**INSTRUCTIONS TO FOLLOW**
Reproduce the listing word for word from the line containing "Check that every instance of the shoe" through the end of the listing, and leave out the pictures.

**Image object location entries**
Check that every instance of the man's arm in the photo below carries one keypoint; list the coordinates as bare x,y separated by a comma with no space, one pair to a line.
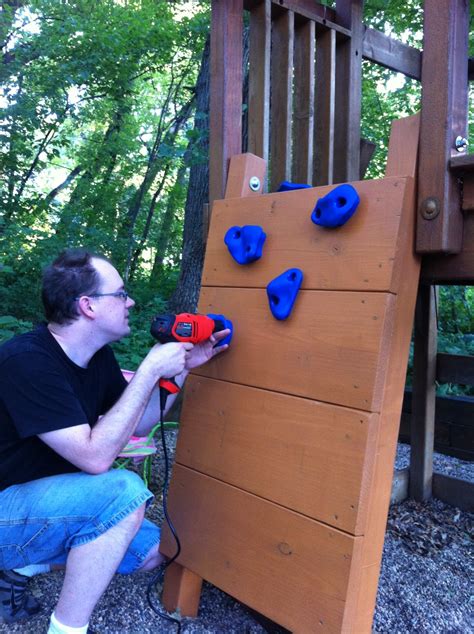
94,450
199,355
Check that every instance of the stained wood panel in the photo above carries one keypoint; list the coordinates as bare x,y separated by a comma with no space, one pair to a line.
316,353
308,456
241,536
359,256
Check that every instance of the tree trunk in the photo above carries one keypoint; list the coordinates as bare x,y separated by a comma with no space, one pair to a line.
186,294
163,239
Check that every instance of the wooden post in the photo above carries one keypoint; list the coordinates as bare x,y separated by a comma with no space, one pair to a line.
225,117
259,79
348,92
325,108
443,118
303,114
424,394
282,97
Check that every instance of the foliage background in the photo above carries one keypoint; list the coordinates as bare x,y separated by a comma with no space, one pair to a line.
100,129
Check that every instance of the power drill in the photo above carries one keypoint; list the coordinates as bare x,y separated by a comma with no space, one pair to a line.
186,328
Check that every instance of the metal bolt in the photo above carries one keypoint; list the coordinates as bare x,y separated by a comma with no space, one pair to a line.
254,183
460,143
430,208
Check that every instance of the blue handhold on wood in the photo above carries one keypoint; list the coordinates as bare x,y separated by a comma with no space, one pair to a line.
245,243
227,324
287,186
282,292
335,209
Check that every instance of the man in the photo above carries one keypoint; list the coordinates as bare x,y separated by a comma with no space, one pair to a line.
66,412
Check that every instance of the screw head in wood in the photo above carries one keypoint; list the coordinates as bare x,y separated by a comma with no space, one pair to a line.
460,143
430,208
254,183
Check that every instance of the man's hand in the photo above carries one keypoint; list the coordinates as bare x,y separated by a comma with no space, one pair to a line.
202,352
168,360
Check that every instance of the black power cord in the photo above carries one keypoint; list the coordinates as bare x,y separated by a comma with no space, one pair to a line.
159,575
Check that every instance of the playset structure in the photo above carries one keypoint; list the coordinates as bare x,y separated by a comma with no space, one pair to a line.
284,462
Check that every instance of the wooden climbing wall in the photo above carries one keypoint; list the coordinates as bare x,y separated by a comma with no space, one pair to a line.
285,455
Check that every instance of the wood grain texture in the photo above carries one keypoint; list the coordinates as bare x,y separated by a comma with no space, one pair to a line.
225,115
325,87
361,255
296,570
303,111
316,353
363,590
281,98
443,118
259,79
182,587
310,457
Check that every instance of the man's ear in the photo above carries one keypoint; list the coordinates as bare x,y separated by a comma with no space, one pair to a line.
85,307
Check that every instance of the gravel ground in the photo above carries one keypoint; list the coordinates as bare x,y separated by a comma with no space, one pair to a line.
425,583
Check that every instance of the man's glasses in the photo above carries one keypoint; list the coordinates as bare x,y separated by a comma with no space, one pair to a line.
122,294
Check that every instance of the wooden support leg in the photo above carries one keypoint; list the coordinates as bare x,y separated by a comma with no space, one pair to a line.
424,395
181,590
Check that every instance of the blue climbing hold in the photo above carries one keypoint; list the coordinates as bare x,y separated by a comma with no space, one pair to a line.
286,186
282,292
227,324
335,209
245,243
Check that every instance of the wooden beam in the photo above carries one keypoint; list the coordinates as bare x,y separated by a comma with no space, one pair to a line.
453,269
455,368
424,395
443,118
282,98
225,117
348,92
325,87
303,111
259,79
454,491
323,16
381,49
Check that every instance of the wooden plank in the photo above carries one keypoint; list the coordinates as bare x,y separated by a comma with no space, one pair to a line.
454,491
462,164
325,87
424,394
365,590
259,79
182,587
404,140
443,118
242,169
296,570
452,269
323,16
282,97
303,114
455,368
225,115
390,53
310,457
361,255
321,355
348,92
468,193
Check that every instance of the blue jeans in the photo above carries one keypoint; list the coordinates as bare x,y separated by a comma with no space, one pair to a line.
40,521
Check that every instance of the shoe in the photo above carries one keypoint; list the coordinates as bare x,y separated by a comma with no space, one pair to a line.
15,602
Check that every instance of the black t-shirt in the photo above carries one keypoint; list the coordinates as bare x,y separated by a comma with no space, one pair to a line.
41,390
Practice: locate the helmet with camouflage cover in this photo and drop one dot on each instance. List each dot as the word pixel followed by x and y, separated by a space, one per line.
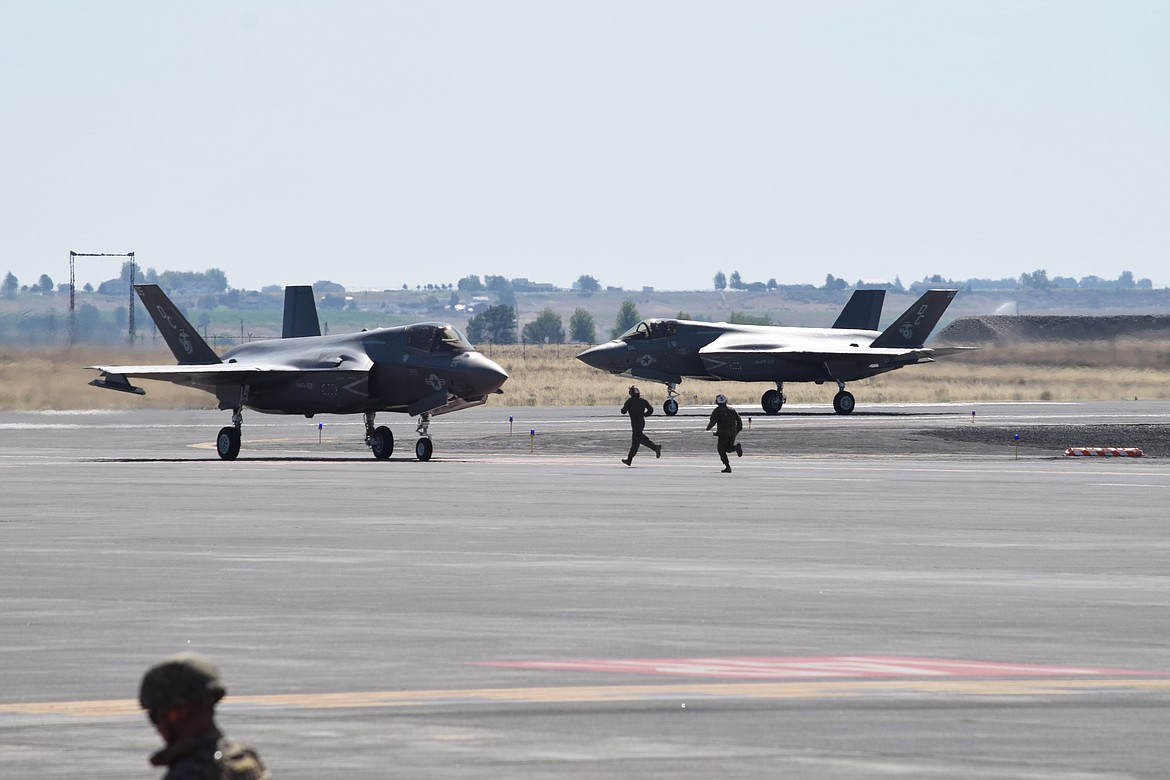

**ANSWER FOR THIS EXERCISE**
Check that every instance of the shoe in the photo above carries one keypoint; list the coordinates as bare x,y separated by a comma with no space, one pair to a line.
15,602
Check that every instance of the black t-shirt in the photo above carries one keypoint; list the coordinates as bare x,y separated by a comma with no space, one pair to a line.
41,390
Practice: locate the helmet with camouflage cover in this photo and drop one dot on each instance. List each dot as the word pixel followed by x and y, separated by a space, one per line.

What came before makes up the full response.